#### [PROBLEM SET]
1 – In the text on the ASEAN Free Trade Area, which three industrial products did the 1990 Bali meeting initially select for the common effective preferential tariff?
2 – From the text on the ASEAN Free Trade Area, repeat everything from "A Free Trade" down to "fertilizer and pulp." without any changes.
3 – Carry on the text on the ASEAN Free Trade Area from the point where it stops.

#### [EXCERPT PROVIDED]

◇ ◇ ◇ ◇

Asean Free Trade Area, AFTA

Association of Southeast Asian Nations


Background

In January 1992, the ASEAN member states signed the Singapore Declaration, marking the commitment to intensify economic cooperation in the entire region. At the heart of the Declaration is the creation of the ASEAN FREE TRADE AREA (AFTA) IN 15 YEARS.

A Free Trade Area in ASEAN means the removal of obstacles to freer trade among member states. This includes the abolition of high tariffs or taxes on traded goods and the scrapping of quantitative restrictions (QRs) and other nontariff barriers (NTBs) that limit the entry of imports. At the same time, each member is still free to set its own level of tariffs o imports from nonmembers.

Chronology

1990
Oct. 29-30 22nd ASEAN Economic Ministers Meeting (AEM) in Den Pasar, Bali agrees to apply a common effective preferential tariff on selected industrial products which initially include cement, fertilizer and pulp.

1991
Oct. 4-6 ASEAN Seniors Economic Official Meeting (SEOM) in Kuala Lumpur agree on amendments to the Thai proposal to establish AFTA.

Oct. 7-8 23nd ARM in Kuala Lumpur agree to form a regional free trade area within 15 years.

1992
Jan. 27-28 At the 4th ASEAN Summit in Singapore, the ASEAN heads of government formally agreed to establish an ASEAN Free Trade Area and sign the Singapore Declaration and the Framework Agreement on Enhancing ASEAN Economic Cooperation. AEM sign the Agreement on the Common Effective Preferential Tariff Scheme for the ASEAN Free Trade Area.

Sept. 11 ASEAN inaugurates the AFTA council to speed up the implementation of AFTA.

Oct. 22-23 24th AEM in Manila reiterated to launch AFTA as scheduled on 1 January 1993.

Dec. 11 AFTA Council meets in Jakarta. Three documents (Operational Procedures for CEPT, Rules of Origin for CEPT, and Interpretative Notes to the Agreement on the CEPT Scheme for AFTA) are approved. The ASEAN countries exchange summary of products included and excluded and tentative list of product inclusion or temporary exclusion. AFTA Council approved each country's general formula of tariff reduction schedule.

◇ ◇ ◇ ◇

#### [PROVIDED DATA]
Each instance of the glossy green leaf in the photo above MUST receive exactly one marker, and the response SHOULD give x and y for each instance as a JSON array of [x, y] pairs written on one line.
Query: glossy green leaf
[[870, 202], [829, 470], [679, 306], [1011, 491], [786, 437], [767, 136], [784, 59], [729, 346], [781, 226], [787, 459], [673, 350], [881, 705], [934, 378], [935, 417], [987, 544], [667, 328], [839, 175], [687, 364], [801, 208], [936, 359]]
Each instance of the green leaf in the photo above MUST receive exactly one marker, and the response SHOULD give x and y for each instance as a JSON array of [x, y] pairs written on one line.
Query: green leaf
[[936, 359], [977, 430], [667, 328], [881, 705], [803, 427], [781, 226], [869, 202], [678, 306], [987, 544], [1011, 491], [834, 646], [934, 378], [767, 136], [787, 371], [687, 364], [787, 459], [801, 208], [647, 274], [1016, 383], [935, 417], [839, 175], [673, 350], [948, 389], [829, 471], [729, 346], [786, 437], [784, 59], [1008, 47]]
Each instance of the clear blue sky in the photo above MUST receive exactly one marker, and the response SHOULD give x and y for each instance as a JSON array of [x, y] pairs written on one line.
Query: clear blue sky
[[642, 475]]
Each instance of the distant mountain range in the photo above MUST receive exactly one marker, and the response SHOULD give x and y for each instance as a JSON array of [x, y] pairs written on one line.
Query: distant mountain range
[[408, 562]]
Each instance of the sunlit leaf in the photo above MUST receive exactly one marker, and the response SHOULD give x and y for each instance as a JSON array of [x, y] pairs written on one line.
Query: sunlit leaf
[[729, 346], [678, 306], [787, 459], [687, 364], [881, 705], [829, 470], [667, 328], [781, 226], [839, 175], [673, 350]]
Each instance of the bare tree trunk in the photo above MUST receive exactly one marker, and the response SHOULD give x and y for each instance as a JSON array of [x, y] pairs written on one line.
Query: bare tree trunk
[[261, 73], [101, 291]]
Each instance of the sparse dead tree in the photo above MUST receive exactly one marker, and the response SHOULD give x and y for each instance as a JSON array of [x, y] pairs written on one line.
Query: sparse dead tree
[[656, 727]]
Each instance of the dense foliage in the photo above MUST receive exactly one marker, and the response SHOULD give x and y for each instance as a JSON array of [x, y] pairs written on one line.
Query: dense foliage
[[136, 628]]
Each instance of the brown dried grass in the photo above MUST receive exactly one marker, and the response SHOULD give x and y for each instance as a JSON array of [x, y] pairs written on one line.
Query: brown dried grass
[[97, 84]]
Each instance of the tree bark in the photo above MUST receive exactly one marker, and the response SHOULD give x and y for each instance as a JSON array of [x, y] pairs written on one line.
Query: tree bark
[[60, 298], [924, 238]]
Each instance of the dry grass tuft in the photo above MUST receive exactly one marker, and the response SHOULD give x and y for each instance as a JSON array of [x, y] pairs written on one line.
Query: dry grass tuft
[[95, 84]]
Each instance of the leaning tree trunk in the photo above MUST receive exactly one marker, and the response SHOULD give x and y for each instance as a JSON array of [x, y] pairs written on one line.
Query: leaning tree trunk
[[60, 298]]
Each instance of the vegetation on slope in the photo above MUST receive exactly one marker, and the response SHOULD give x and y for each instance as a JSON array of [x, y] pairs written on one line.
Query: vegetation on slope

◇ ◇ ◇ ◇

#### [ANSWERS GIVEN]
1 – Cement, fertilizer and pulp.

2 –
A Free Trade Area in ASEAN means the removal of obstacles to freer trade among member states. This includes the abolition of high tariffs or taxes on traded goods and the scrapping of quantitative restrictions (QRs) and other nontariff barriers (NTBs) that limit the entry of imports. At the same time, each member is still free to set its own level of tariffs o imports from nonmembers.

Chronology

1990
Oct. 29-30 22nd ASEAN Economic Ministers Meeting (AEM) in Den Pasar, Bali agrees to apply a common effective preferential tariff on selected industrial products which initially include cement, fertilizer and pulp.

3 –
1993
Jan. 1 The ASEAN Free Trade Area (AFTA) officially starts

April 30 Target date of each ASEAN country to submit final lists exceptions, temporary exclusions, quantitative restrictions, and barriers as well as the tariff reduction schedules.

July 12-13 Submission off to CEPT inclusion list was completed.

Oct 7-8 AEM in Singapore finalized CEPT offers of Member Countries CEPT implementation for January 1, 1994.

Mechanism of AFTA

The Common Effective Preferential Tariff (CEPT) scheme is the main implementing mechanism of AFTA. Under the CEPT member countries gradually lower tariffs on each other's imports

ASEAN will truly be a free trade area once obstacles to trade are removed and taxes or tariffs on goods traded among member countries are reduced to zero to five percent.

This will be achieved gradually over a 15-year period or by the year 2008 through a schedule of tariff reductions under the Common Effective Preferential Tariff (CEPT) scheme.

At the same time, CEPT allows each country to exclude certain products under the following categories: (1) unprocessed agricultural products; (2) general exceptions, particularly those with health and security reasons; and (3) temporary exclusions for "sensitive products" that would be subject to review by the eight year or year 2001.

AFTA involved other areas of cooperation, including the harmonization of standards, the reciprocal recognition of tests and certification, the removal of barriers to foreign investments, macroeconomic consultations, rules for fair competition, and the promotion of venture capital.

There are two forms of tariff reductions under the CEPT:

  1. Fast Track. Fifteen (15) products identified at the Fourth ASEAN Summit shall be covered by a fast track scheme, which sees a lowering of tariffs to 0-5 percent within 7-lO years.

Tariffs above 20 percent will be reduced to 0-5 percent within ten years.

Tariffs 20 percent and below will be reduced to 0-5 percent within seven years.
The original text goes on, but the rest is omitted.